--- DATA UNDER STUDY Enclosed Below ---
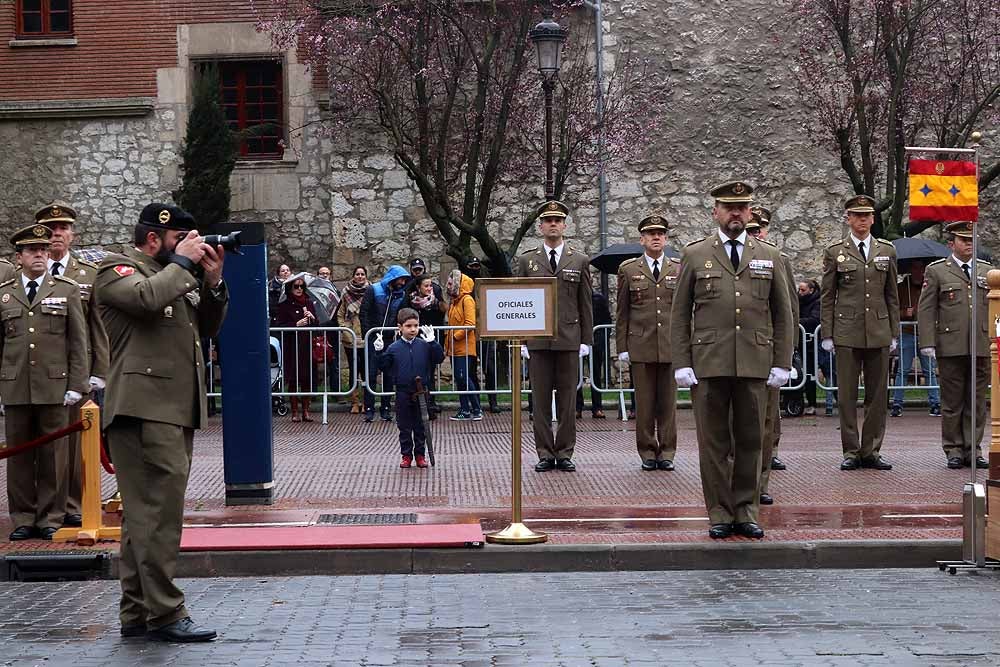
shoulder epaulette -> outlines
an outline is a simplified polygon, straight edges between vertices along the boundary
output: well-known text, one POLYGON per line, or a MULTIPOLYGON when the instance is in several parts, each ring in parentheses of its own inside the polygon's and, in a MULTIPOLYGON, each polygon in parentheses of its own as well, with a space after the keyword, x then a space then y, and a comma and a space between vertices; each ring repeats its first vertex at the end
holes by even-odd
POLYGON ((829 249, 829 248, 832 248, 833 246, 840 245, 843 242, 844 242, 844 239, 840 239, 839 241, 834 241, 833 243, 828 243, 826 247, 827 247, 827 249, 829 249))
POLYGON ((993 266, 992 264, 990 264, 990 263, 989 263, 988 261, 986 261, 985 259, 977 259, 976 261, 977 261, 977 262, 982 262, 983 264, 986 264, 986 265, 988 265, 988 266, 993 266))
POLYGON ((886 241, 885 239, 875 239, 879 243, 884 243, 886 245, 892 245, 892 241, 886 241))
POLYGON ((10 280, 5 280, 2 283, 0 283, 0 287, 6 287, 7 285, 12 284, 15 280, 17 280, 17 278, 11 278, 10 280))
POLYGON ((681 258, 680 257, 668 257, 667 259, 669 259, 674 264, 680 264, 681 263, 681 258))
POLYGON ((0 259, 0 264, 10 264, 11 266, 14 266, 14 262, 9 259, 0 259))
POLYGON ((97 267, 98 271, 104 271, 105 269, 113 269, 116 266, 125 264, 127 266, 135 266, 135 260, 128 255, 120 255, 118 253, 112 253, 110 255, 105 255, 104 259, 101 260, 100 265, 97 267))
POLYGON ((77 257, 76 261, 80 264, 83 264, 84 266, 89 266, 92 269, 98 268, 97 264, 95 262, 91 262, 89 259, 80 259, 79 257, 77 257))
POLYGON ((538 246, 535 246, 534 248, 528 248, 527 250, 521 252, 521 254, 527 255, 529 252, 535 252, 536 250, 538 250, 538 246))
POLYGON ((620 269, 620 268, 622 268, 623 266, 625 266, 627 264, 635 264, 640 259, 641 259, 641 257, 630 257, 629 259, 626 259, 624 262, 622 262, 621 264, 619 264, 618 268, 620 269))
POLYGON ((685 248, 689 248, 689 247, 693 246, 695 243, 701 243, 704 240, 705 239, 695 239, 694 241, 689 241, 688 243, 684 244, 684 247, 685 248))
POLYGON ((947 257, 942 257, 941 259, 935 259, 933 262, 931 262, 927 266, 934 266, 935 264, 940 264, 941 262, 945 261, 946 259, 948 259, 948 258, 947 257))
POLYGON ((76 281, 75 281, 75 280, 73 280, 72 278, 67 278, 66 276, 64 276, 64 275, 62 275, 62 274, 60 274, 60 275, 58 275, 58 276, 52 276, 52 277, 53 277, 53 278, 54 278, 55 280, 61 280, 61 281, 63 281, 64 283, 69 283, 70 285, 72 285, 72 286, 74 286, 74 287, 79 287, 79 286, 80 286, 80 283, 76 282, 76 281))
POLYGON ((757 239, 757 240, 760 241, 761 243, 766 243, 767 245, 771 246, 772 248, 777 248, 778 247, 778 244, 775 243, 774 241, 768 241, 767 239, 757 239))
--- End of Enclosed DATA UNDER STUDY ---
▸ TASK INSTRUCTIONS: Above is a listing; print exactly its lines from the one with "an outline is" through the one with "output: well-known text, one", and no other lines.

▸ SOLVED EXERCISE:
an outline is a simplified polygon, straight edges between vertices along the boundary
output: well-known text, one POLYGON per line, or a MULTIPOLYGON when the instance is in several parts, each ring in parentheses of its own inside the polygon's and, in a MULTIPOLYGON, each polygon in parentheses of its own as well, with a space after the keyword, x then a space then y, and a comma and a space between vertices; each ring repeats its first vertex at the end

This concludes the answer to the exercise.